[Reading passage start]

The prediction ability of landslide conditioning factors (Fig. 9) shows that each conditioning factor contributes to landslide susceptibility modeling, but the contribution is different. The dominance of distance to road as the most influential factor in both models underscores the significant role of human engineering activities in slope destabilization. Road construction often involves slope cutting and vegetation removal, exacerbating geological vulnerability, a phenomenon widely observed in mountainous highways58,61. Notably, this finding contrasts with studies emphasizing rainfall or lithology as primary drivers24, suggesting that region-specific human interventions may override natural triggers in certain contexts. In the SVM model, altitude, slope, and lithology also show high contribution. Altitude reflects the potential energy of the slope, slope reflects the steepness of terrain, and lithology is the material basis of landslide, which controls the stability of the slope to a certain extent. However, the high contribution of distance to river and rainfall in the RF model aligns with global patterns where hydrological factors critically influence slope stability52,53. Rainfall increases the moisture content of rock and soil, thereby elevating pore water pressure and decreasing their effective stress. This process increases the sliding force on unstable slopes and provides conditions for landslide initiation. Long-term river cutting and lateral erosion directly damage riverbank slopes, weakening their stability and thereby promoting landslide occurrence. Although the contribution of aspect, plan curvature, profile curvature, distance to fault and NDVI to the model is relatively small, the role of these factors cannot be ignored.
Compared with knowledge-driven model and traditional data-driven model, machine learning model can obtain higher prediction accuracy more quickly and effectively. In this study, RF and SVM models in machine learning model are used to generate LSM in the study area. These two methods have been widely used in landslide susceptibility assessment109. In this study, the susceptibility levels of each model are divided into five categories: very low, low, moderate, high and very high. The area occupied by different categories, the number of landslides and the density of landslides of each model are counted and calculated (Fig. 10). Combined with the model accuracy verification (Fig. 8), it is found that the RF model has higher prediction accuracy of landslide susceptibility in the study area. RF model is not very susceptible to parameters. It is easy to determine which parameters to use110. It has strong generalization ability and is not easy to produce overfitting. It has high prediction accuracy in landslide susceptibility evaluation in other areas111,112,113,114. Although RF and SVM have achieved good prediction accuracy, it is very important to select a more suitable prediction model for the study area according to the unique geological environmental conditioning factors and landslide inducing factors in the landslide susceptibility assessment.

[Reading passage end]

▸ **Task brief**:
Please answer these questions about the landslide susceptibility passage:
1. Which conditioning factor was the most influential in both models?
2. What five categories were the susceptibility levels divided into?
3. Which model was found to have higher prediction accuracy in the study area?

[Given information start]

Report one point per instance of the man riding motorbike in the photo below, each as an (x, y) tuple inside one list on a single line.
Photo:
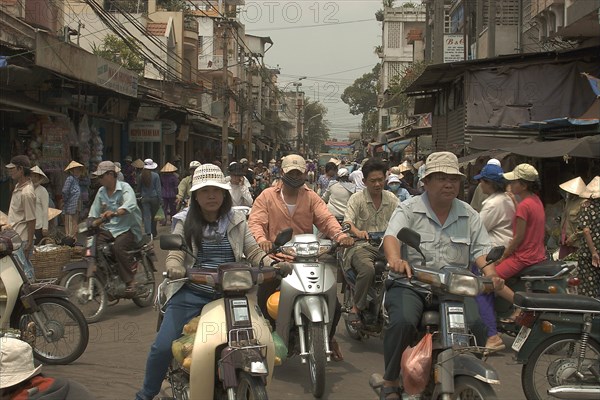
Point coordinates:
[(117, 199), (368, 210), (291, 204), (451, 234)]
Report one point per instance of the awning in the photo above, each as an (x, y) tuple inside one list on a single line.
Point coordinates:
[(25, 103)]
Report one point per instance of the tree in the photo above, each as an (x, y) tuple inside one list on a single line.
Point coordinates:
[(361, 97), (316, 129), (116, 50)]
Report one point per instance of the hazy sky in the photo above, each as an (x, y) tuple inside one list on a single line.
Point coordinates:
[(330, 42)]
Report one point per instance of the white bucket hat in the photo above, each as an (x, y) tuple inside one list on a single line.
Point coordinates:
[(16, 362), (209, 175)]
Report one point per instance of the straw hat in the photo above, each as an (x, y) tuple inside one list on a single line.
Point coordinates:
[(38, 170), (574, 186), (168, 168), (592, 190), (73, 164), (53, 213)]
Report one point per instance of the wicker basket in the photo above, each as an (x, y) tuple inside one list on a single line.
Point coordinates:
[(48, 263)]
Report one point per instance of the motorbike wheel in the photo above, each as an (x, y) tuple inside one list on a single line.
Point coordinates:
[(348, 302), (250, 387), (68, 329), (77, 285), (317, 358), (146, 284), (554, 363), (467, 387)]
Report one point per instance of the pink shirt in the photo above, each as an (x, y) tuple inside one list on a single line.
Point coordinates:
[(270, 215), (531, 250)]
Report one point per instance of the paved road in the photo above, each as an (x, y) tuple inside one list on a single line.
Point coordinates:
[(113, 365)]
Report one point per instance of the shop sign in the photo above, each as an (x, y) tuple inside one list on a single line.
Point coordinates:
[(454, 48), (145, 131)]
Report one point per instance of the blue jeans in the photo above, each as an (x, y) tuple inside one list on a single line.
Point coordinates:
[(183, 306)]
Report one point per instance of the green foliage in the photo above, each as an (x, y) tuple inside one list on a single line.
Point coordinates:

[Given information end]

▸ **Reply to the task**:
1. Distance to road
2. Very low, low, moderate, high and very high
3. The RF model